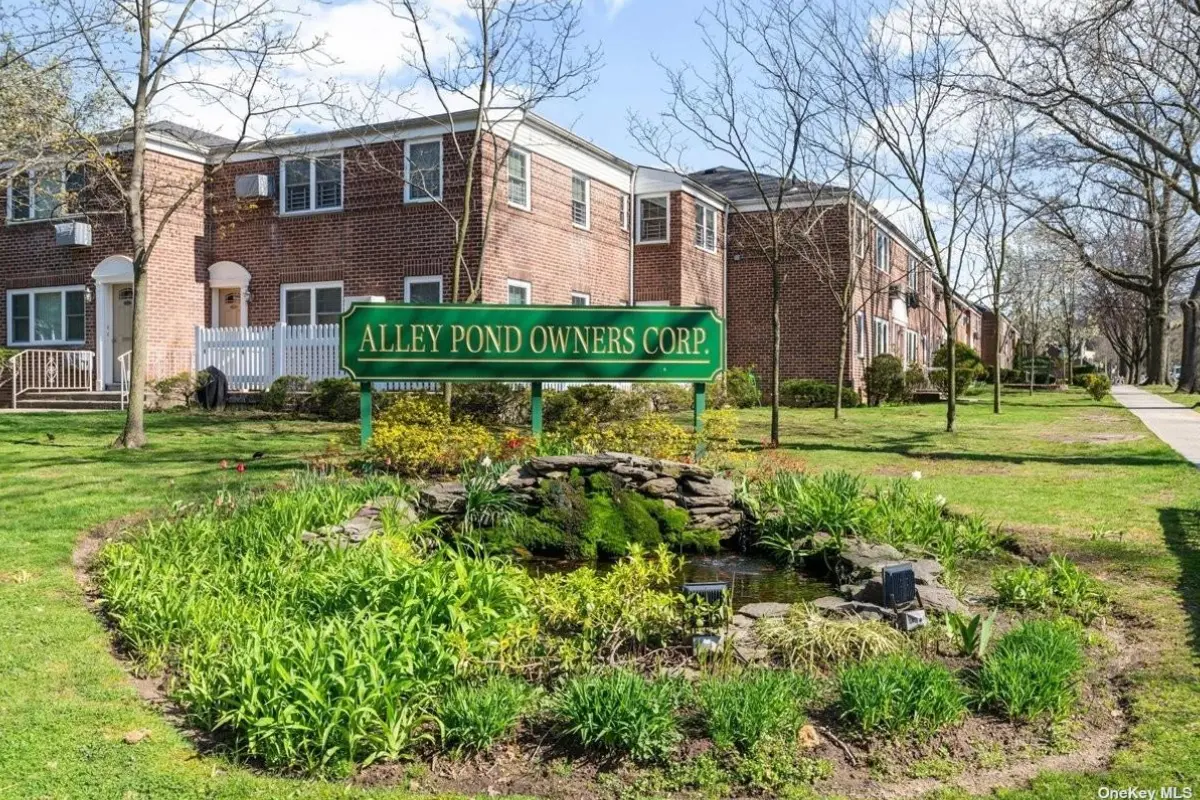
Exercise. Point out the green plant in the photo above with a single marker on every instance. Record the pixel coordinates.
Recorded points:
(619, 711)
(475, 716)
(807, 638)
(1033, 671)
(885, 380)
(743, 709)
(972, 635)
(900, 693)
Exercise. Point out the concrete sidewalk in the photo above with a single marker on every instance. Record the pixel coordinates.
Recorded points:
(1176, 425)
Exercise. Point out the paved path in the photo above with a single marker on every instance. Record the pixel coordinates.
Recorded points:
(1176, 425)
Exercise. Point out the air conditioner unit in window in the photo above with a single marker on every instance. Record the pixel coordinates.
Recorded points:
(251, 186)
(72, 234)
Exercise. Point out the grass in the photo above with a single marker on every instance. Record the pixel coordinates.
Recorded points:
(1126, 510)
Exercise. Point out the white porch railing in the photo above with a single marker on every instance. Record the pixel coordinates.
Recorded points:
(52, 370)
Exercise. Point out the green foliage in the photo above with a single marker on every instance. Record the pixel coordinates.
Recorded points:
(898, 695)
(742, 710)
(885, 380)
(621, 713)
(809, 639)
(1033, 671)
(285, 394)
(309, 656)
(1056, 585)
(804, 392)
(475, 716)
(971, 635)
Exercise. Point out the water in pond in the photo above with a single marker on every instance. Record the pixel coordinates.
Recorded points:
(751, 578)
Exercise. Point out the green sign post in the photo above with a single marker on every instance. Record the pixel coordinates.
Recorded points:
(391, 342)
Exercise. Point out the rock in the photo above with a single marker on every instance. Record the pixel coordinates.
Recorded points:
(659, 487)
(443, 498)
(762, 611)
(940, 599)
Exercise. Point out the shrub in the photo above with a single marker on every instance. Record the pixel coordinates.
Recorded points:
(803, 392)
(619, 711)
(744, 709)
(1032, 671)
(1097, 385)
(807, 638)
(283, 394)
(885, 380)
(415, 435)
(477, 716)
(900, 693)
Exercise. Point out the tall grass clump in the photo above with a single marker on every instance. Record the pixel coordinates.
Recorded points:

What is needed - Once the pictures are removed, copy the material above exactly.

Solution -
Exercise. Point out the green plant in the photo above with a single marker on every instance. Record the pixel coordinates.
Recorded points:
(619, 711)
(475, 716)
(807, 638)
(1033, 671)
(885, 380)
(743, 709)
(972, 635)
(900, 693)
Exercise. Point out the concrete sidewalk in the photo above with a single marker on every instance. Record the pixel coordinates.
Recorded points:
(1176, 425)
Exercise. Point out the paved path in the photo above with a single marker on every instance. Record the pixel coordinates.
Recorded points:
(1176, 425)
Exercise. Point out the air conditioner unit in window in the photo above with a single marker on every instance. Record the pixel coordinates.
Recorded points:
(251, 186)
(72, 234)
Exercise. Point out the grass in the photo above with a single marker on every instance. Record the pixel coordinates.
Recorded points:
(1126, 510)
Exercise. Point out the white porch railing in the photo above with a single marker on every instance. Record the pixel coordinates.
Recorded points:
(52, 370)
Exercise. Point out the green foliage in the photo above with a single marker on every instance. Record the pixel coordinates.
Recorded points:
(898, 695)
(742, 710)
(885, 380)
(621, 713)
(809, 639)
(1033, 671)
(285, 394)
(309, 656)
(1056, 585)
(804, 392)
(475, 716)
(971, 635)
Exercise. Point out the water in pond in the photo above with a single marker on every instance. Record the pixel coordinates.
Recorded points:
(751, 578)
Exercise. Point out the green sign post in the photo above with a single marker on every instance. Record the pixel coordinates.
Recorded points:
(391, 342)
Exercise. Point out the rock in the photo above with a single marker on every instance. Record the pixel coordinates.
Recorded points:
(659, 487)
(443, 498)
(762, 611)
(940, 599)
Exercise. Point out the shrub in the photo above with a single marker on every instance. Record the pixel coordinates.
Recorded points:
(803, 392)
(619, 711)
(744, 709)
(1032, 671)
(1097, 385)
(807, 638)
(283, 394)
(885, 380)
(415, 435)
(477, 716)
(900, 693)
Exercise. Point out the tall grass clump in the photo above with a single marker on every instance. Record the pixel coordinates.
Recorded points:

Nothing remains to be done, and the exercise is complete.